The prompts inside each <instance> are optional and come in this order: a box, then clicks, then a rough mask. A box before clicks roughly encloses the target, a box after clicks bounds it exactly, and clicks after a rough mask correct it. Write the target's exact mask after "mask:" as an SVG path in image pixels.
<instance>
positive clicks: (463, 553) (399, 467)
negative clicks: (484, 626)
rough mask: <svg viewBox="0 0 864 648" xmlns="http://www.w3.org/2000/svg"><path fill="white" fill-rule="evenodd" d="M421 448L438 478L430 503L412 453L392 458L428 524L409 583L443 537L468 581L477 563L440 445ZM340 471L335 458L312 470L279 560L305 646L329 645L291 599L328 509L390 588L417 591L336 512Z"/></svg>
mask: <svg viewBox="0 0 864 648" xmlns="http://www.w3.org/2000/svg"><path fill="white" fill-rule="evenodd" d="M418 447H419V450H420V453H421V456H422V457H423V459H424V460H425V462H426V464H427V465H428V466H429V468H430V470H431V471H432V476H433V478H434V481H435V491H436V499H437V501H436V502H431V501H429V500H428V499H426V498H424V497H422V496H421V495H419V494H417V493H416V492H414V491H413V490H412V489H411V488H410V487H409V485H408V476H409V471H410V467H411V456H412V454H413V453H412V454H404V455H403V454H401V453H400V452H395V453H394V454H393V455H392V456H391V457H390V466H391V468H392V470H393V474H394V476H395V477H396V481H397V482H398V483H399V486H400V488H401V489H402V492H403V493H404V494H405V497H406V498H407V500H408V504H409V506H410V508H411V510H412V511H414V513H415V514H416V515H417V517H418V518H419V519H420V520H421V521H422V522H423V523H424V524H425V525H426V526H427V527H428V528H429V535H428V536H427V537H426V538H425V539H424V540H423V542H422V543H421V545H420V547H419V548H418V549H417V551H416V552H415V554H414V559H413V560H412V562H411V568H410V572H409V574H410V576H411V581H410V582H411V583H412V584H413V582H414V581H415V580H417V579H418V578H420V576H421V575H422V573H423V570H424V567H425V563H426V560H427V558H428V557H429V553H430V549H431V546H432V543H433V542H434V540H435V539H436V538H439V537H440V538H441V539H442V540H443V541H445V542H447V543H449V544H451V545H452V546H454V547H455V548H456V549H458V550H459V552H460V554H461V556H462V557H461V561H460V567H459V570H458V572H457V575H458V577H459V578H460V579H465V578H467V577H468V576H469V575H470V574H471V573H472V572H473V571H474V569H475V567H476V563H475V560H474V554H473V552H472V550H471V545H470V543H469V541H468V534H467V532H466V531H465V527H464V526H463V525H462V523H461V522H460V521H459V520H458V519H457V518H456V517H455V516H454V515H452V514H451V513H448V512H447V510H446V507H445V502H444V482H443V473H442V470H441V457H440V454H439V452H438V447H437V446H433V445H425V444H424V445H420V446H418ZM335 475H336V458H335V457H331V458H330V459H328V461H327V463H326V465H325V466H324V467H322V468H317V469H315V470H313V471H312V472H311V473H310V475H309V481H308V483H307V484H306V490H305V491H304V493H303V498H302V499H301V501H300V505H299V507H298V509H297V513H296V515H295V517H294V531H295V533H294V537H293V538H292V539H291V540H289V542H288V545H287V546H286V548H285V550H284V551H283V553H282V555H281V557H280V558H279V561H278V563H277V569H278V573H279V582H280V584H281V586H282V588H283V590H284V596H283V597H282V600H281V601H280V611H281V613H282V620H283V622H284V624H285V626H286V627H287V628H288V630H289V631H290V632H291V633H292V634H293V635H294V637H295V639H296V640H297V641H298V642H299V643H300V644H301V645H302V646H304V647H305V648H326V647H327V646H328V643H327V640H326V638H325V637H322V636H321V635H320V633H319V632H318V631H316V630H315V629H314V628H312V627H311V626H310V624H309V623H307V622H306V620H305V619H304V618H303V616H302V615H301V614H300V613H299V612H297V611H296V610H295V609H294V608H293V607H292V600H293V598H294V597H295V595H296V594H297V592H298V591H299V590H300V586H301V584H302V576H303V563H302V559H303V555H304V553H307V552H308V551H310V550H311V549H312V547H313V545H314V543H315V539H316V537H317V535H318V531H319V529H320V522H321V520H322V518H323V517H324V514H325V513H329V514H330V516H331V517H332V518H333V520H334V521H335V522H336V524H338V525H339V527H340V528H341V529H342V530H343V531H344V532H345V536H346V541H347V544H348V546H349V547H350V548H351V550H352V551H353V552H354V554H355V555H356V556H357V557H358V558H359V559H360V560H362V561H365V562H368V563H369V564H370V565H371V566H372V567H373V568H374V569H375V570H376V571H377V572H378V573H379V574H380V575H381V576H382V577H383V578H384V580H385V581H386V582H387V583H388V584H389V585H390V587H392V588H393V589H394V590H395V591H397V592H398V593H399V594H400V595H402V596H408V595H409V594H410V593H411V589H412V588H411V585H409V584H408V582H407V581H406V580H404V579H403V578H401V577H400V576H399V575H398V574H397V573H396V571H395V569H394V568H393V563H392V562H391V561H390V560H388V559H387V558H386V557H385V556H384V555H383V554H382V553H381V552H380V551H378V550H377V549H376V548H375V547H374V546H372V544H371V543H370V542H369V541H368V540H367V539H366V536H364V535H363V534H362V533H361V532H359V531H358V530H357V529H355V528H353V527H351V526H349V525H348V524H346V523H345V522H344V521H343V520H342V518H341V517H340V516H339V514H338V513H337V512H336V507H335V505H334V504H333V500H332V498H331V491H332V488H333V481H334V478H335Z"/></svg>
------
• REQUIREMENT:
Return each line of the data that contains the string "instance". Treat uppercase and lowercase letters as different.

• RESPONSE:
The prompts inside each <instance> are optional and come in this order: a box, then clicks, then a rough mask. A box before clicks roughly encloses the target, a box after clicks bounds it exactly, and clicks after a rough mask correct it. Write the target's exact mask after "mask:" as an SVG path in image pixels.
<instance>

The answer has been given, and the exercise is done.